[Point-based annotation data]
* begin *

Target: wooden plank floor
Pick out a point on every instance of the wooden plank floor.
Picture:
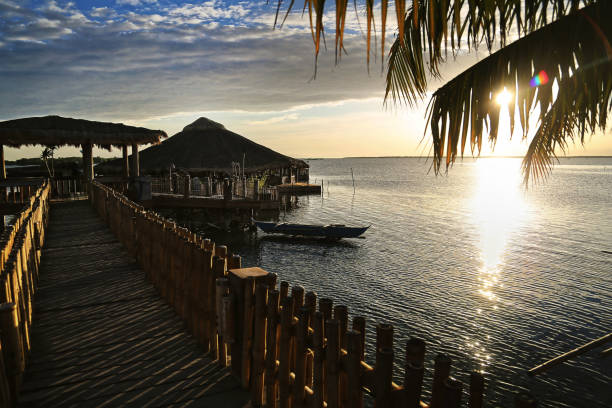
(102, 337)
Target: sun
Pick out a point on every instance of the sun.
(504, 97)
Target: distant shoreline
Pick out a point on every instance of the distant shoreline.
(431, 157)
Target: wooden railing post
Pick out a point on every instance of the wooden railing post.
(413, 373)
(12, 347)
(332, 359)
(353, 369)
(271, 383)
(442, 366)
(259, 344)
(284, 356)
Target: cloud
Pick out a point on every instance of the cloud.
(135, 2)
(131, 64)
(103, 12)
(275, 119)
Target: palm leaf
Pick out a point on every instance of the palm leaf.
(573, 51)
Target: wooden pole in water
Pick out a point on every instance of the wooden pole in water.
(284, 356)
(577, 351)
(126, 162)
(353, 369)
(11, 339)
(384, 377)
(476, 390)
(271, 384)
(451, 396)
(319, 359)
(332, 357)
(442, 366)
(299, 392)
(2, 165)
(525, 400)
(414, 370)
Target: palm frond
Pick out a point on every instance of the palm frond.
(573, 51)
(581, 108)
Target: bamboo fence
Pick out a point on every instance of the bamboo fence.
(19, 266)
(286, 346)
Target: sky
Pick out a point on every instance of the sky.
(162, 64)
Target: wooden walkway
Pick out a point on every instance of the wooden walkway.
(102, 337)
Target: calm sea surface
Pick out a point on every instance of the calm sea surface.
(499, 278)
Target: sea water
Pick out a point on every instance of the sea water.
(498, 277)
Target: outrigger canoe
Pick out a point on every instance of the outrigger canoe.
(335, 231)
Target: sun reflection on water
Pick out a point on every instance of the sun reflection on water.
(499, 209)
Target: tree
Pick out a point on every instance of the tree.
(47, 155)
(560, 62)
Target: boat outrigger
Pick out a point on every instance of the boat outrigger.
(334, 231)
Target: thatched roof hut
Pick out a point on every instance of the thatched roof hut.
(207, 146)
(59, 131)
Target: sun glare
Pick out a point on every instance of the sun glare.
(504, 97)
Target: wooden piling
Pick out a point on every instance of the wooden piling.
(319, 360)
(271, 383)
(285, 353)
(525, 400)
(299, 393)
(442, 366)
(353, 369)
(259, 344)
(359, 326)
(14, 353)
(332, 358)
(476, 390)
(451, 394)
(413, 373)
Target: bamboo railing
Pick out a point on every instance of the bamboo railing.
(287, 347)
(19, 265)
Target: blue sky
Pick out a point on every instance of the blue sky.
(162, 64)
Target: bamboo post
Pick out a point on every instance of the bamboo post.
(310, 301)
(221, 289)
(229, 328)
(359, 326)
(271, 384)
(5, 390)
(285, 353)
(284, 290)
(442, 366)
(206, 305)
(325, 306)
(414, 370)
(319, 360)
(259, 344)
(299, 392)
(525, 400)
(341, 315)
(384, 377)
(332, 331)
(476, 390)
(247, 331)
(452, 390)
(353, 369)
(297, 293)
(577, 351)
(11, 339)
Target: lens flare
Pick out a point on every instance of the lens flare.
(504, 97)
(540, 79)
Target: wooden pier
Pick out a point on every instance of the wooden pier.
(149, 314)
(102, 336)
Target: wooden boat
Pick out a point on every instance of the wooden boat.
(335, 231)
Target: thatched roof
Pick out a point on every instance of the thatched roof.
(59, 131)
(206, 145)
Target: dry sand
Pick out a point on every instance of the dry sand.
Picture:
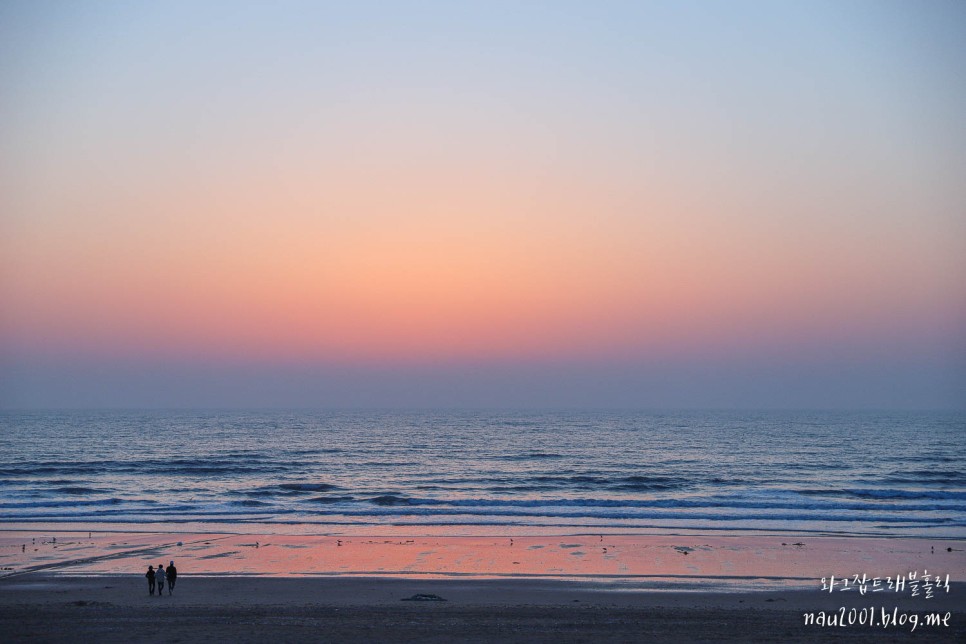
(313, 589)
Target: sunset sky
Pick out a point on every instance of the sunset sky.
(522, 204)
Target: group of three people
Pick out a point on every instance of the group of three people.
(159, 576)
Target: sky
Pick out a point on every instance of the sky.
(483, 204)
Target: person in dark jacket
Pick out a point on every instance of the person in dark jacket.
(172, 574)
(159, 576)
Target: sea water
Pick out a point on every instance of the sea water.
(483, 472)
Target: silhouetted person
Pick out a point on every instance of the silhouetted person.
(159, 575)
(172, 575)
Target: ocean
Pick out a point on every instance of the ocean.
(485, 472)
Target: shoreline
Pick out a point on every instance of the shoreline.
(732, 561)
(89, 586)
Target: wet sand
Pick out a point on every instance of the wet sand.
(619, 588)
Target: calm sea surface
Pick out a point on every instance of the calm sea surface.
(487, 472)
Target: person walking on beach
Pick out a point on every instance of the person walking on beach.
(172, 575)
(159, 576)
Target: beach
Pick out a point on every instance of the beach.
(90, 587)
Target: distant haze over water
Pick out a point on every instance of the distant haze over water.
(882, 474)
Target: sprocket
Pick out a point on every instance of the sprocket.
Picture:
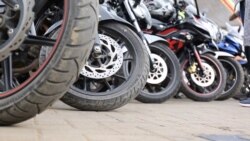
(14, 26)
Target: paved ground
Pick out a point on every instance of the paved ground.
(176, 120)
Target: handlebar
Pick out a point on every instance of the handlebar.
(137, 2)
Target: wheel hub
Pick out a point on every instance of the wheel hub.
(161, 70)
(207, 79)
(16, 18)
(107, 63)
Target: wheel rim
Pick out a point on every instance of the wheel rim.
(161, 70)
(162, 86)
(231, 74)
(108, 84)
(106, 62)
(207, 80)
(196, 89)
(12, 69)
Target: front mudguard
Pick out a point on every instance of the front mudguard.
(218, 54)
(109, 15)
(153, 39)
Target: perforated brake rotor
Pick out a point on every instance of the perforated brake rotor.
(206, 80)
(161, 71)
(108, 63)
(15, 22)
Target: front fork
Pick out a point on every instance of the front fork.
(198, 58)
(141, 34)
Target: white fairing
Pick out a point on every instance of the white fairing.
(163, 8)
(142, 12)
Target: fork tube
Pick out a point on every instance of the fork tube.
(138, 28)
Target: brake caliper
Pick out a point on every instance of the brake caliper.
(16, 18)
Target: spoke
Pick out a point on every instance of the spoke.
(107, 84)
(7, 73)
(39, 40)
(121, 77)
(127, 59)
(85, 83)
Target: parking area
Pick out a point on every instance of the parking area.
(175, 120)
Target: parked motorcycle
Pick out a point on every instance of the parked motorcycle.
(117, 68)
(234, 70)
(27, 87)
(164, 78)
(203, 75)
(127, 77)
(233, 44)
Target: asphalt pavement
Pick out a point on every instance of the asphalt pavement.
(175, 120)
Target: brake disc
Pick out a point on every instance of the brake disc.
(15, 22)
(161, 71)
(107, 63)
(208, 78)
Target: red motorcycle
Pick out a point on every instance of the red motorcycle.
(203, 75)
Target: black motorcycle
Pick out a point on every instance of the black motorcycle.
(203, 75)
(29, 84)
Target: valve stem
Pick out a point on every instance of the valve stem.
(12, 4)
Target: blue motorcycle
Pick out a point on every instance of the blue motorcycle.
(233, 44)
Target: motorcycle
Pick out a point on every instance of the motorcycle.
(233, 44)
(203, 75)
(234, 70)
(164, 79)
(117, 68)
(127, 80)
(27, 86)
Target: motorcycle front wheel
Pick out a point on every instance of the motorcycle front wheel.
(203, 87)
(235, 78)
(164, 82)
(28, 88)
(113, 77)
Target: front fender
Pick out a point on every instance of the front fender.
(152, 39)
(107, 14)
(218, 54)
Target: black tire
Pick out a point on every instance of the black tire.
(194, 94)
(61, 69)
(121, 95)
(171, 85)
(237, 73)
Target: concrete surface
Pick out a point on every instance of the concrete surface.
(175, 120)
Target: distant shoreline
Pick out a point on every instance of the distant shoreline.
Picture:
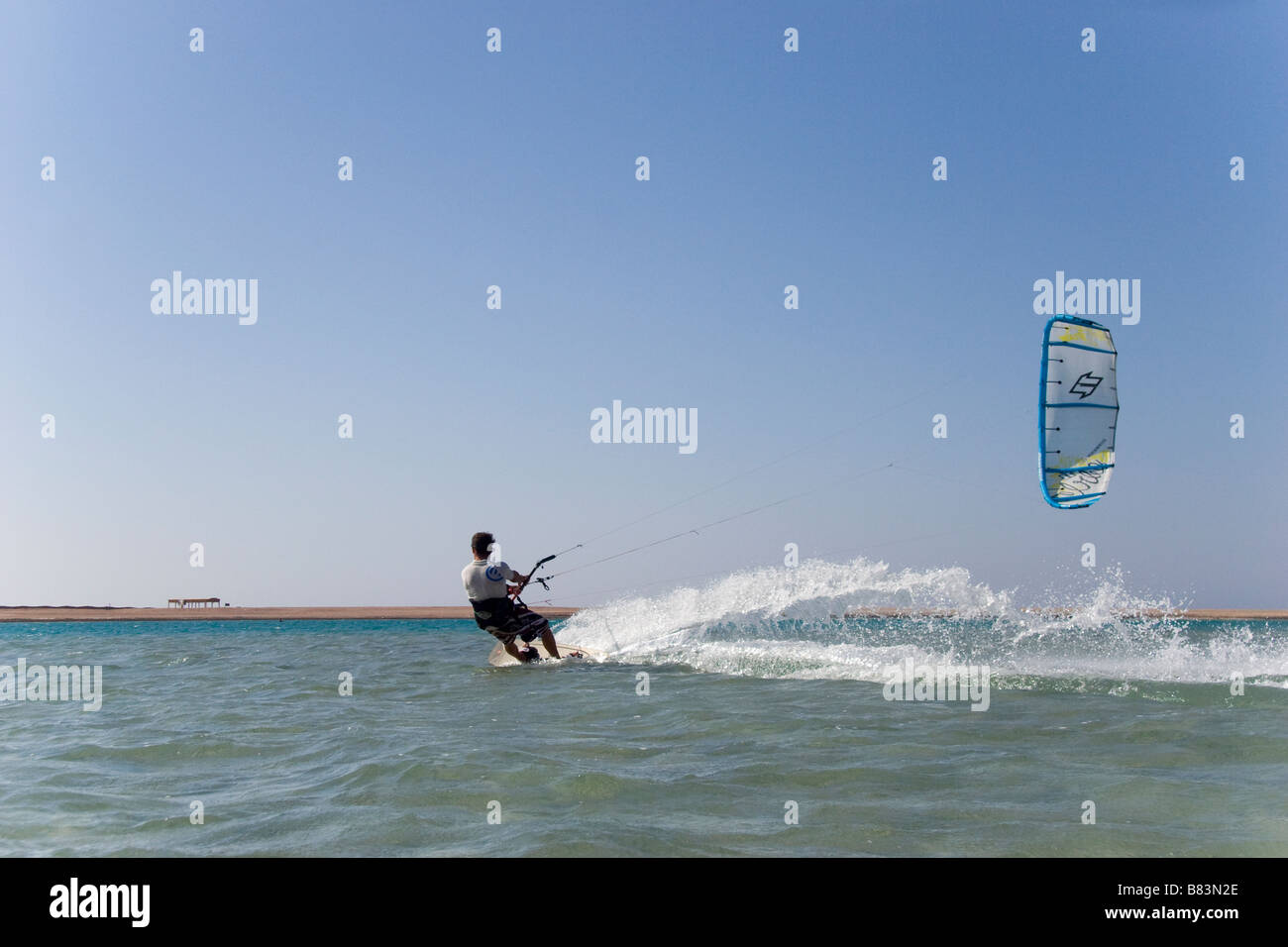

* end *

Please select every line of the listing above that contains the string "stem", and copy each one. Case counts.

Target: valve stem
Pick out a point on every instance of the valve stem.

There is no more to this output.